• _Testo della pagina_
--------------------

Qui le coppe e le medaglie transitano verso i grandi stadi e palazzetti di tutto il mondo da più di un secolo: la prima sede della Bertoni era a Milano, in corso Garibaldi, ma era solo un piccolo laboratorio, che sarebbe stato abbandonato nel ’44 dal nonno di Valentina, Eugenio, con l’intento di creare a Novate Milanese un centro di produzione.

 

Le Olimpiadi di Roma (con la relativa produzione di medaglie) segnarono un primo successo per l’azienda, seguito dalla creazione della Coppa del Mondo negli anni Settanta: il Brasile vinse il terzo Mondiale di calcio e si portò a casa la Coppa Rimet, così la Fifa era in cerca di un nuovo trofeo da assegnare. Bertoni partecipò con un progetto curato dal direttore artistico Silvio Gazzaniga, che fu scelto come vincitore. “Per creare un simbolo universale della sportività e dell’armonia del mondo sportivo, mi sono ispirato a due immagini fondamentali: quelle dell’atleta che esulta e del mondo”, avrebbe poi raccontato Gazzaniga. “Volevo ottenere una rappresentazione plastica dello sforzo che potesse esprimere simultaneamente l’armonia, la sobrietà e la pace. La figura doveva essere lineare e dinamica per attirare l’attenzione sul protagonista, cioè sul calciatore, un uomo trasformato in gigante dalla vittoria, senza tuttavia avere niente di super-umano. Questo eroe sportivo avrebbe riunito in se stesso tutti gli sforzi e i sacrifici richiesti giorno per giorno ai suoi fratelli e avrebbe incarnato il carattere universale dello sport come impegno e liberazione, stringendo il mondo tra le sue braccia”. Rieccola, quindi, l’elevazione dalla terra alle stelle.

--------------------

• _Cose da fare_
1. Nel testo sull'azienda Bertoni, chi curò il progetto scelto dalla Fifa per la nuova Coppa del Mondo?
2. Nel testo sull'azienda Bertoni, ricopia parola per parola il passo che comincia con "Qui le coppe" e finisce con "centro di produzione.".
3. Continua il testo sull'azienda Bertoni e sulla Coppa del Mondo partendo da dove finisce.

• _Voci fornite_
--------------------

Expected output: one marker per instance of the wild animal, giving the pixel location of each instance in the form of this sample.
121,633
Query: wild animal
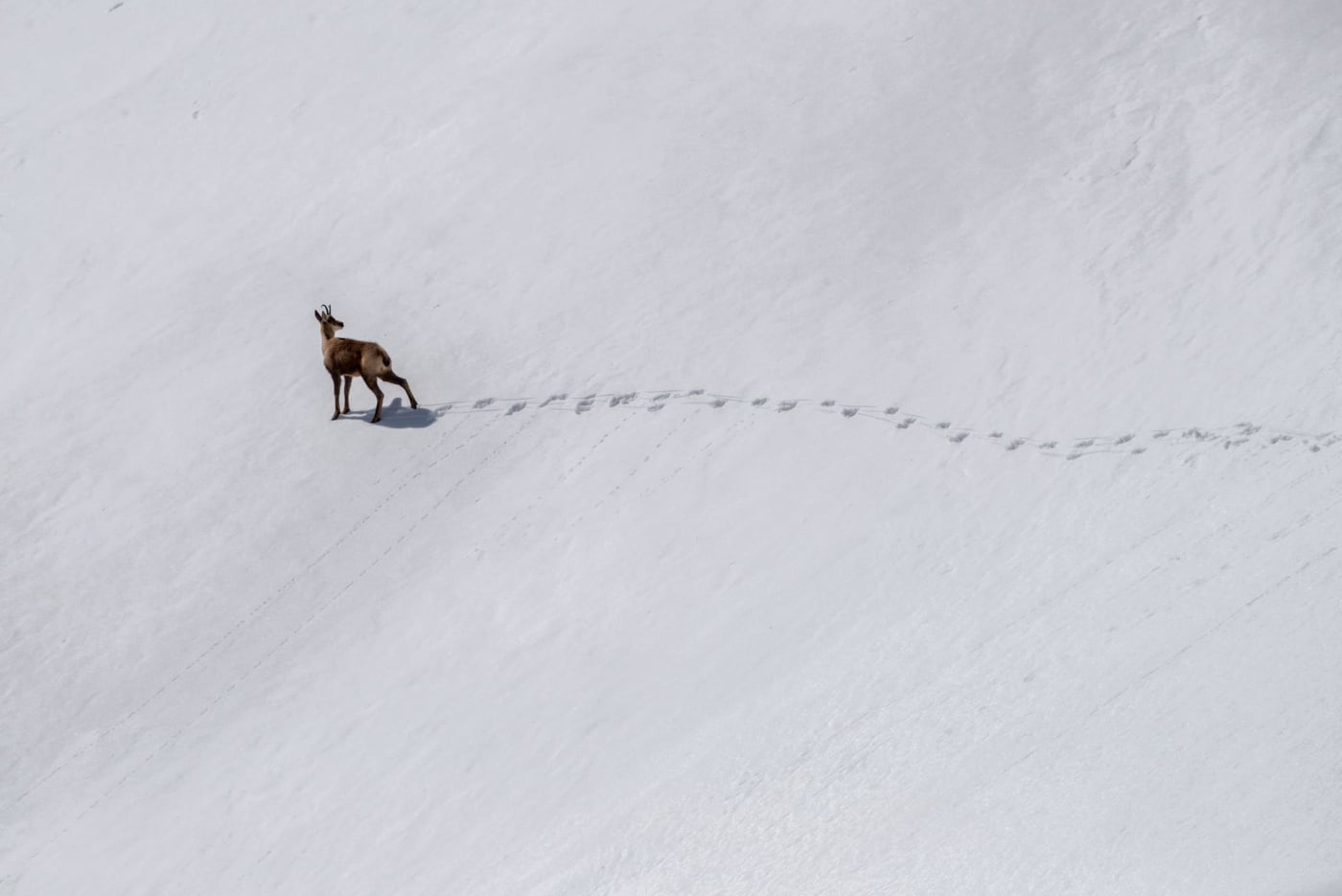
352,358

--------------------

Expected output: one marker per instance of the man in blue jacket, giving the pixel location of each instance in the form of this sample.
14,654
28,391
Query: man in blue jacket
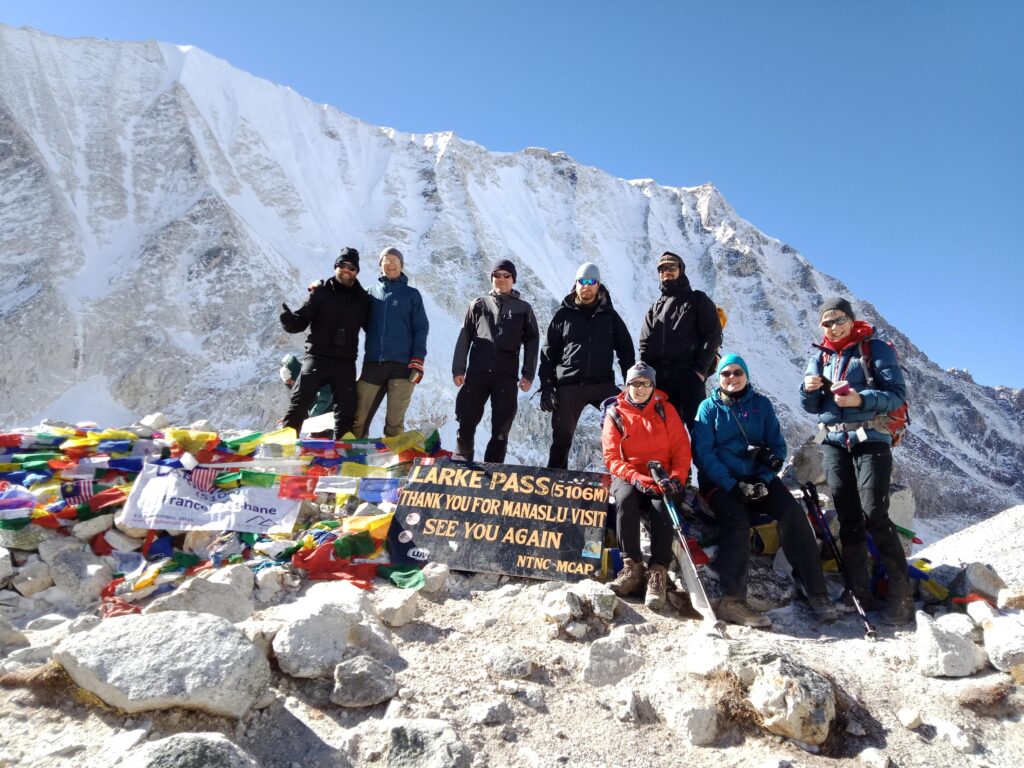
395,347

--------------------

• _Risposte_
1. Il direttore artistico Silvio Gazzaniga.

2.
Qui le coppe e le medaglie transitano verso i grandi stadi e palazzetti di tutto il mondo da più di un secolo: la prima sede della Bertoni era a Milano, in corso Garibaldi, ma era solo un piccolo laboratorio, che sarebbe stato abbandonato nel ’44 dal nonno di Valentina, Eugenio, con l’intento di creare a Novate Milanese un centro di produzione.

3.
In realtà il primo bozzetto del trofeo prevedeva un pallone al vertice, che fu sostituito con il mondo per volere di Eugenio Losa. Che nel frattempo in azienda aveva fatto entrare il figlio, Giorgio, e che di lì a poco avrebbe allargato gli incarichi dell’azienda verso nuovi accordi, a partire da quelli con la Uefa: si è partiti con la progettazione e produzione della Coppa Uefa per poi arrivare a produrre la Champions League, che invece ha alle spalle un disegno svizzero. A Paderno, in realtà, viene prodotta solo una replica della coppa dalle grandi orecchie, quella che viene assegnata al club vincente, mentre l’originale rimane in mano alla Uefa: qui torna ogni anno solo per l’incisione del nome della squadra trionfatrice. “Entrambi i trofei chiedono un lavoro di 2-3 mesi”. Parla col piglio da manager lombarda, ma usa le parole dolci dell’artigiano che esalta le sue produzioni. “La Champions è prodotta tutta a tornio, con le orecchie che poi vengono cesellate a mano. Il procedimento per produrre l’Europa League, invece, è diverso: una sezione, quella più bassa, è prodotta tramite fusione, mentre la tazza è in lastra, ma non è fatta a tornio, bensì girata a mano e poi picchiettata alla base”. L’arte chiede dettagli, dedizione e amore. Ed è ancora poco: la coppa del campionato arabo chiede ben sei mesi di lavoro.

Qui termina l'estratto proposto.